Given problem
Extract each line of the records that contains the string "statue", with case counting toward a match.

Coordinate annotation records
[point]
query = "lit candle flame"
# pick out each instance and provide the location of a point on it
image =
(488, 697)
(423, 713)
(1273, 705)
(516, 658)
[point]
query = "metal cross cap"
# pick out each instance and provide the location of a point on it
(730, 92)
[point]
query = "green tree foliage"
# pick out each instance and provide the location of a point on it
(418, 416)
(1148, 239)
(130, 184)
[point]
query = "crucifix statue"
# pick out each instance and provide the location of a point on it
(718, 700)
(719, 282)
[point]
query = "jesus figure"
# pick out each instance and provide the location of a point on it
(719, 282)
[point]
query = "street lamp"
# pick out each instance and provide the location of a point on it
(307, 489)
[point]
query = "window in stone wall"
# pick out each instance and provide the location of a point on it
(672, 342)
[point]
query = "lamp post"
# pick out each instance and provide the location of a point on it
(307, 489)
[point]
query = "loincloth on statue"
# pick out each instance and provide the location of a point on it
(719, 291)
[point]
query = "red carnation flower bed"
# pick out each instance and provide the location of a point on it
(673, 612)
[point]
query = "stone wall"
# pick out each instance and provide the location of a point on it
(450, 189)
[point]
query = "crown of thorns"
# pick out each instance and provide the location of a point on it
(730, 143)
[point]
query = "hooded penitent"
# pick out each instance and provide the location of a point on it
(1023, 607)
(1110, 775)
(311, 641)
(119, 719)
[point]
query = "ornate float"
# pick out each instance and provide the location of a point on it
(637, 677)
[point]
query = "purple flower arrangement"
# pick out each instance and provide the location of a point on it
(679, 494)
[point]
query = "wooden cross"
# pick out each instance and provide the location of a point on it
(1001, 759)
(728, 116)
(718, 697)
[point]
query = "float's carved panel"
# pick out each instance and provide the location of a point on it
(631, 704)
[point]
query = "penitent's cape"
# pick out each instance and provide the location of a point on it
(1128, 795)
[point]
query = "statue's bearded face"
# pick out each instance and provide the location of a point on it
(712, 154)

Result of this task
query = "crucifix statue"
query = "loincloth on statue"
query = "statue's bearded face"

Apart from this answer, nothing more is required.